## TEXT BLOCK
The depth buffer system in our functional simulator implements all features described in Section 2. We used a depth tile cache of approximately 2 kB, and full precision z-min and z-max culling. Our tests show that compression rates are only marginally affected by the cache size.<sup>2</sup> Similarly, the z-min and z-max culling avoids a given fraction of the depth tile fetches, independent of compression algorithm. Therefore, it should affect all algorithms equally, and not affect the trend of the results.

Most of the compression algorithms have two operational modes. Therefore, we have chosen this as our target. Furthermore, two modes fit well into a two bit tile-table assuming we also need to flag for uncompressed tiles and for fast z clears. It is our opinion that using fast clears makes for a fair comparison of the algorithms. All algorithms can easily handle cleared tiles, which means that our compressors would be favored if this mode was excluded since they have the lowest bit rate.

We evaluate the following compression configurations

- Raw 4x4/8x8: No compression.
- **DDPCM**: The one and two-plane mode (not using "escape codes") of the DDPCM compression scheme from Section 3.2, 8 × 8 pixel tiles. Bit rate: 3/5 bpp (bits per pixel)

## PROVIDED MATERIAL
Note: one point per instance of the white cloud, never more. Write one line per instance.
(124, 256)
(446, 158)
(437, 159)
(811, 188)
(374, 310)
---
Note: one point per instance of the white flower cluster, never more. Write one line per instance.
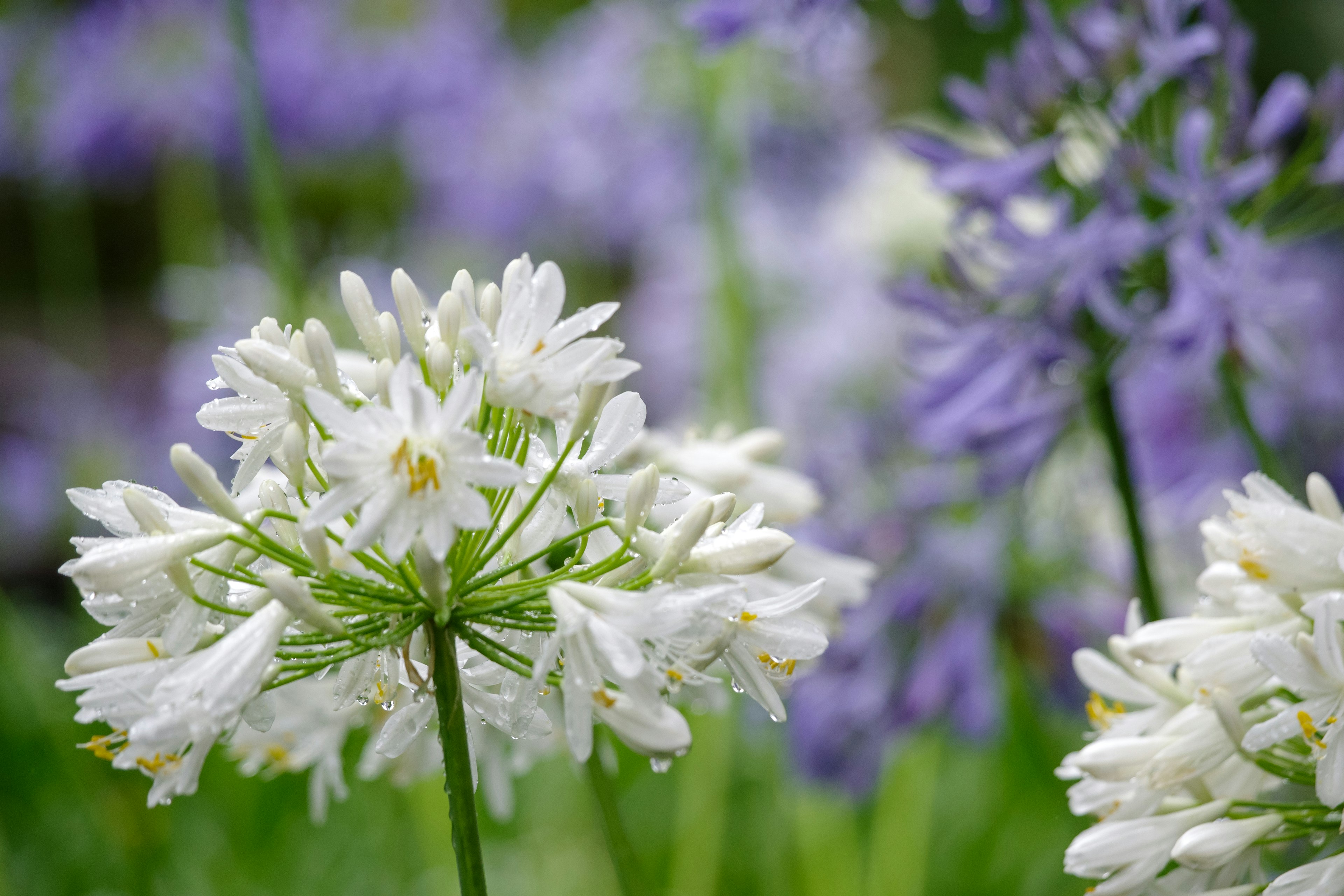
---
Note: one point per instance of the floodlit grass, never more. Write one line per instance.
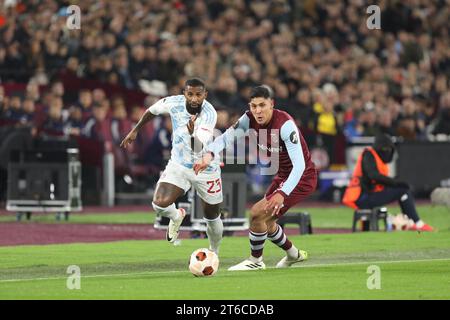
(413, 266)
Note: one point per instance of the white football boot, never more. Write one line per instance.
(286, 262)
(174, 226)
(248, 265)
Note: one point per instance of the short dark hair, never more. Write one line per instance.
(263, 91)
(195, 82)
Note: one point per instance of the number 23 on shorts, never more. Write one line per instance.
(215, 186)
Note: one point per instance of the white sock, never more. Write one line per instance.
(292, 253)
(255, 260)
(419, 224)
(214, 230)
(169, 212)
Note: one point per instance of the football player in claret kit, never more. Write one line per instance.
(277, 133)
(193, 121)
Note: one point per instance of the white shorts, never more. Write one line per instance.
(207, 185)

## EXERCISE PROMPT
Carry on the depth buffer compression text from the point where it stops. The rows have no connection to the text.

## WRITTEN ANSWER
- Anchor: The anchor encoding scheme (Section 3.3), 4 × 4 pixel tiles. Note that this is the only compression scheme in the test that only uses one compression mode. One bit-combination in the tile table was left unused. Bit rate: 8 bpp.
- **Plane encoding**: Van Hook's plane encoding mode from section 3.4,  $8 \times 8$  pixel tiles. Only the two and four plane modes were used, since we only allow 2 compression modes. This algorithm was given a slight favor in form of a 16.6% bigger depth tile cache. Bit rate: 4/7 bpp.
- Plane & depth offset: The plane (Section 3.4) and depth offset (Section 3.5) encoding modes of Orenstein et al, 4 × 4 pixel tiles. Bit rate: 8/16 bpp, 8 bits for the plane mode and 16 bits for the depth offset mode.

 $<sup>^2 \</sup>rm The$  efficiency of all algorithms increased slightly, and equally, with a bigger cache. We tested cache sizes of 0.5, 1, 2 and 4 kb

- Depth Offset 4x4/8x8: Morein and Natale's depth offset compression mode from Section 3.5. We used two compression modes, one using 12 bit offsets, and one with 16 bit offsets. Bit rate: 12/16 bits per pixel for both 4 × 4 and 8 × 8 tiles.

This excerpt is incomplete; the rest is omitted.